• AIM: Return the material word for word. Do not include the pictures.

[Image location labeling entries]
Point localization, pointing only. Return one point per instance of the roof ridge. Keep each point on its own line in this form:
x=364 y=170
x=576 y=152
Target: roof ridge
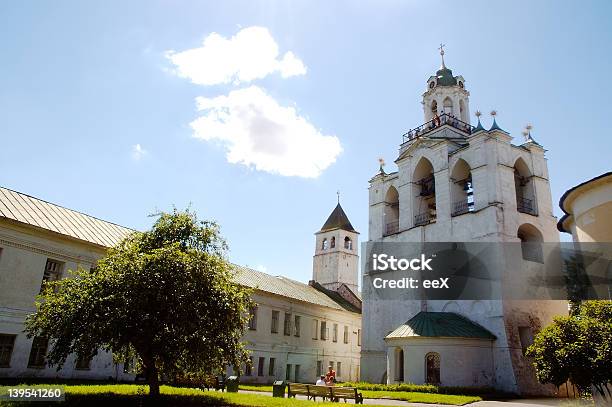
x=66 y=208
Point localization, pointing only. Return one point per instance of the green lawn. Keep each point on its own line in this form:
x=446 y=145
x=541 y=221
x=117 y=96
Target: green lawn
x=132 y=395
x=412 y=396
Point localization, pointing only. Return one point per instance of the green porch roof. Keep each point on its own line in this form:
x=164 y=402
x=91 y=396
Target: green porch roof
x=440 y=325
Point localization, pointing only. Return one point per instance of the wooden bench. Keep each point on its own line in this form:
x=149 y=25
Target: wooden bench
x=312 y=391
x=217 y=383
x=345 y=393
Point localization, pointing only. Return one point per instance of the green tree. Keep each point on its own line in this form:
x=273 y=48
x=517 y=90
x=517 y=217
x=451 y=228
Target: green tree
x=577 y=348
x=166 y=296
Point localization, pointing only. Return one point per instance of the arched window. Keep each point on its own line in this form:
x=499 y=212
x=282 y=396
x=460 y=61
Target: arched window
x=462 y=190
x=348 y=243
x=432 y=368
x=391 y=212
x=531 y=243
x=525 y=193
x=462 y=111
x=434 y=109
x=399 y=365
x=424 y=192
x=448 y=106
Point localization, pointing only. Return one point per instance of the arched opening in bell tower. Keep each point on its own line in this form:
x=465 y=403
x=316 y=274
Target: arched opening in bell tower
x=462 y=189
x=391 y=211
x=525 y=191
x=399 y=365
x=424 y=191
x=433 y=110
x=531 y=242
x=462 y=112
x=448 y=106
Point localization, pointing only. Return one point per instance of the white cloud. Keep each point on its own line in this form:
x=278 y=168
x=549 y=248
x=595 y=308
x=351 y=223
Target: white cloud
x=138 y=152
x=260 y=133
x=250 y=54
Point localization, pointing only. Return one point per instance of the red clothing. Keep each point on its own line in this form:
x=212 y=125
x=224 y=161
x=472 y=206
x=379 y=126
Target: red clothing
x=330 y=377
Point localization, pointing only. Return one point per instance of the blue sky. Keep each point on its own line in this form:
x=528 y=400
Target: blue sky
x=82 y=84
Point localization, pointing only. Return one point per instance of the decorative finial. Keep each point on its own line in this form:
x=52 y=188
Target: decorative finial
x=381 y=161
x=442 y=54
x=526 y=135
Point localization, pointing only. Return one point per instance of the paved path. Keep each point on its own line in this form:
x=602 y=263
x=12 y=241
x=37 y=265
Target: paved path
x=400 y=403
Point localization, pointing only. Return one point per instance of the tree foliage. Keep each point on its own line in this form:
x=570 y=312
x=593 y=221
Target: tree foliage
x=166 y=295
x=577 y=348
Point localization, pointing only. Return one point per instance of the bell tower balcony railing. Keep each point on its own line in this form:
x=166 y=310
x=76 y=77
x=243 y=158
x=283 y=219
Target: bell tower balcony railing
x=437 y=122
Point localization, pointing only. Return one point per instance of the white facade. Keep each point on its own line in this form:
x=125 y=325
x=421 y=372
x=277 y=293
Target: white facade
x=460 y=184
x=24 y=254
x=304 y=354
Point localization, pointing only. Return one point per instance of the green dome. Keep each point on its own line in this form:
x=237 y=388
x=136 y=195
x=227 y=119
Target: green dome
x=445 y=77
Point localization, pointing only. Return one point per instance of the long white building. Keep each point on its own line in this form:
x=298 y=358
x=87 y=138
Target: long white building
x=296 y=330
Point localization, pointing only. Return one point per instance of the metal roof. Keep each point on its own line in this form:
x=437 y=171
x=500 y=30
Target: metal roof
x=32 y=211
x=284 y=287
x=440 y=324
x=338 y=220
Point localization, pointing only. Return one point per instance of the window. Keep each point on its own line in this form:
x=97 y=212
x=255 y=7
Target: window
x=296 y=326
x=271 y=367
x=424 y=192
x=526 y=337
x=432 y=368
x=7 y=342
x=260 y=364
x=287 y=324
x=248 y=369
x=82 y=363
x=462 y=189
x=274 y=326
x=391 y=212
x=253 y=318
x=399 y=364
x=38 y=352
x=128 y=365
x=531 y=243
x=296 y=373
x=524 y=188
x=53 y=272
x=348 y=243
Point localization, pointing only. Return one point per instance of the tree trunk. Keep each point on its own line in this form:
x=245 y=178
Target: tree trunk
x=152 y=376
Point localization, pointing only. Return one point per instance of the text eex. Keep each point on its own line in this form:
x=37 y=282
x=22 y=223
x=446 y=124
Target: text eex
x=409 y=282
x=382 y=262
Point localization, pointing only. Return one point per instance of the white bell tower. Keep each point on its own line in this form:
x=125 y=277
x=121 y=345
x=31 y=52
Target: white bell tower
x=336 y=261
x=446 y=94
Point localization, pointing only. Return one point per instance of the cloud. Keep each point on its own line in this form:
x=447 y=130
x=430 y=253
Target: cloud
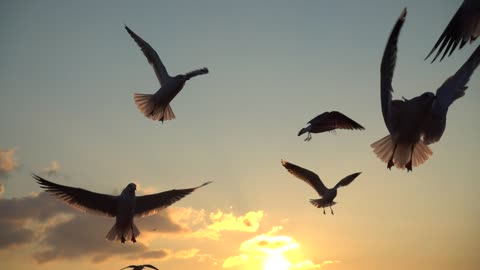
x=8 y=162
x=52 y=231
x=65 y=233
x=20 y=218
x=219 y=221
x=268 y=245
x=53 y=170
x=308 y=265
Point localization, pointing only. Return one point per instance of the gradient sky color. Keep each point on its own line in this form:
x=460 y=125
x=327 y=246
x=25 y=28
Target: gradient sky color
x=67 y=78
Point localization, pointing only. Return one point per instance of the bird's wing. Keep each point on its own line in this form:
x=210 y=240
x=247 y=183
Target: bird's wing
x=452 y=89
x=152 y=57
x=463 y=27
x=387 y=68
x=150 y=204
x=307 y=176
x=81 y=199
x=335 y=119
x=150 y=266
x=347 y=180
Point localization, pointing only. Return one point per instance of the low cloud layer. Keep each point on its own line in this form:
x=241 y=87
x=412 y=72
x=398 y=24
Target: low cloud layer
x=263 y=247
x=56 y=231
x=65 y=233
x=8 y=162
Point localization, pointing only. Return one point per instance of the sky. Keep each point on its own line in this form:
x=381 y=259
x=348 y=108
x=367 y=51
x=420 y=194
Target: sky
x=67 y=77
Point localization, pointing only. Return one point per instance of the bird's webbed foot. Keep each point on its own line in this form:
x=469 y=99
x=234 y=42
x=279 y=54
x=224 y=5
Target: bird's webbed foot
x=409 y=166
x=390 y=164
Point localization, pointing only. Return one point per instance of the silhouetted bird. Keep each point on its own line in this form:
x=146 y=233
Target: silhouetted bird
x=326 y=194
x=123 y=207
x=463 y=27
x=157 y=106
x=415 y=123
x=329 y=121
x=140 y=267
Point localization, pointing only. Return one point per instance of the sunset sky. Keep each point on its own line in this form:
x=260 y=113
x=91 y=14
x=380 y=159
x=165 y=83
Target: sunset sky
x=68 y=72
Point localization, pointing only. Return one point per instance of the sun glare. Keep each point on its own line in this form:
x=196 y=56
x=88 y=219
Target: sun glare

• RESULT OF THIS TASK:
Point localization, pointing only. Return one point per instance of the roof ridge. Keep each point on its own line in this form:
x=364 y=170
x=576 y=152
Target: roof ridge
x=66 y=208
Point localization, pointing only. Return one point per instance of the green lawn. Keep each point on its own line in this form:
x=446 y=145
x=541 y=221
x=117 y=96
Target: green lawn
x=132 y=395
x=412 y=396
Point localization, pointing only. Return one point per instance of the green porch roof. Keep each point on its own line in this form:
x=164 y=402
x=91 y=396
Target: green porch roof
x=440 y=325
Point localization, pointing only. Return one point per instance of the wooden bench. Keep each point on its own line in this form:
x=149 y=25
Target: wooden bench
x=312 y=391
x=217 y=383
x=345 y=393
Point localization, pointing only. Return one point per instance of the green tree. Keep each point on its own line in this form:
x=273 y=48
x=517 y=90
x=517 y=217
x=451 y=228
Target: green tree
x=577 y=348
x=166 y=296
Point localization, pointing only. Return one point per instance of the arched window. Keep each point on its own line in this form:
x=499 y=212
x=282 y=396
x=460 y=61
Target: arched window
x=462 y=190
x=348 y=243
x=432 y=368
x=391 y=212
x=531 y=243
x=525 y=193
x=462 y=111
x=434 y=109
x=399 y=365
x=424 y=192
x=448 y=106
Point localization, pointing only. Return one point per instance of the arched opening in bell tower. Keep each point on its own line in this form:
x=465 y=403
x=316 y=274
Target: arched opening in bell tower
x=462 y=189
x=391 y=211
x=525 y=191
x=399 y=365
x=424 y=191
x=433 y=110
x=531 y=242
x=462 y=112
x=448 y=106
Point localization, pointing only. Return one point per instance of the white cloud. Keep each point on its own line in this form:
x=278 y=168
x=549 y=248
x=595 y=308
x=351 y=223
Target: white cloud
x=138 y=152
x=260 y=133
x=250 y=54
Point localization, pointing only. Return one point per instance of the red clothing. Keep each point on its own line in this form:
x=212 y=125
x=224 y=161
x=472 y=206
x=379 y=126
Target: red clothing
x=330 y=377
Point localization, pointing only. Return one point per instance of the blue sky. Keep each point on its own line in this form:
x=528 y=400
Target: blue sky
x=82 y=84
Point localization, pointing only. Return one point per instance of the decorative finial. Keep each point on its own line in this form:
x=52 y=188
Target: decorative finial
x=381 y=161
x=442 y=54
x=526 y=135
Point localization, pointing only. Return one point per instance of the paved path. Keep each point on its own line in this form:
x=602 y=263
x=12 y=241
x=37 y=265
Target: paved path
x=400 y=403
Point localization, pointing only. Return one point per instance of the tree foliage. Keep each point on its own line in this form:
x=570 y=312
x=593 y=221
Target: tree foliage
x=166 y=295
x=577 y=348
Point localization, pointing only. Return one point per instance of the bell tower balcony railing. Keep each point on its own line in this form:
x=166 y=310
x=76 y=77
x=243 y=158
x=283 y=219
Target: bell tower balcony railing
x=437 y=122
Point localization, pointing only. Return one point per instance of the white facade. Keep each point on its own line in this form:
x=125 y=325
x=421 y=372
x=277 y=293
Target: white facade
x=460 y=184
x=24 y=254
x=304 y=354
Point localization, pointing only. Return one point per instance of the green dome. Keep each point on its own line in this form:
x=237 y=388
x=136 y=195
x=227 y=119
Target: green dome
x=445 y=77
Point localization, pointing only. Return one point per instance of the long white building. Keep each point on its own line in this form:
x=298 y=358
x=87 y=138
Target: long white building
x=296 y=330
Point localization, pointing only. Return one point per instance of the metal roof. Keep each point on its own line in this form:
x=437 y=171
x=500 y=30
Target: metal roof
x=32 y=211
x=284 y=287
x=440 y=324
x=338 y=220
Point localization, pointing only. Return one point per instance of the window. Keep each point on its own line in this form:
x=97 y=212
x=255 y=7
Target: window
x=296 y=326
x=271 y=367
x=424 y=192
x=526 y=337
x=432 y=368
x=7 y=342
x=260 y=364
x=287 y=324
x=248 y=369
x=82 y=363
x=462 y=189
x=274 y=326
x=391 y=212
x=253 y=318
x=399 y=364
x=38 y=352
x=128 y=365
x=531 y=243
x=296 y=373
x=524 y=188
x=53 y=272
x=348 y=243
Point localization, pointing only. Return one point per instance of the tree trunk. Keep each point on its own line in this form:
x=245 y=178
Target: tree trunk
x=152 y=376
Point localization, pointing only. Return one point per instance of the text eex. Keep each point on its own line in this form:
x=37 y=282
x=22 y=223
x=446 y=124
Target: text eex
x=409 y=282
x=382 y=262
Point localization, pointing only. Return one point per instance of the white bell tower. Keep each point on its own line in this form:
x=125 y=277
x=121 y=345
x=31 y=52
Target: white bell tower
x=336 y=261
x=446 y=94
Point localization, pointing only. Return one point per instance of the cloud. Keep each point on its own line in this form:
x=447 y=130
x=430 y=253
Target: cloud
x=8 y=162
x=52 y=231
x=65 y=233
x=20 y=218
x=219 y=221
x=268 y=245
x=53 y=170
x=308 y=265
Point localization, pointing only. Return one point per instance of the gradient sky color. Keep each point on its own line in this form:
x=460 y=125
x=327 y=246
x=25 y=28
Target: gradient sky color
x=67 y=78
Point localization, pointing only. Return one point per instance of the bird's wing. Keep each point on its own line in this form:
x=210 y=240
x=247 y=183
Target: bird's wing
x=452 y=89
x=152 y=57
x=463 y=27
x=387 y=68
x=150 y=204
x=307 y=176
x=81 y=199
x=335 y=119
x=150 y=266
x=347 y=180
Point localization, pointing only. Return one point per instance of the low cloud layer. Keep each point on its own line in this form:
x=241 y=87
x=412 y=72
x=398 y=24
Target: low cloud layer
x=263 y=247
x=56 y=231
x=65 y=233
x=8 y=162
Point localization, pointing only. Return one point per instance of the sky. Keep each point on its own line in this form:
x=381 y=259
x=348 y=108
x=367 y=51
x=420 y=194
Target: sky
x=67 y=77
Point localization, pointing only. Return one point per instance of the bird's webbed foot. Keep each point on its own line in this form:
x=469 y=99
x=234 y=42
x=279 y=54
x=224 y=5
Target: bird's webbed foot
x=409 y=166
x=390 y=164
Point localization, pointing only. Return one point per instance of the silhouetted bird. Keep each point on its own line in this form:
x=146 y=233
Target: silhouetted bird
x=326 y=194
x=123 y=207
x=463 y=27
x=157 y=106
x=415 y=123
x=329 y=121
x=140 y=267
Point localization, pointing only. Return one point per instance of the sunset sky. Keep each point on its own line in this form:
x=260 y=113
x=91 y=14
x=380 y=159
x=165 y=83
Target: sunset sky
x=68 y=72
Point localization, pointing only. Return one point per instance of the sun glare. Keep each point on its own line in this form:
x=196 y=56
x=88 y=219
Target: sun glare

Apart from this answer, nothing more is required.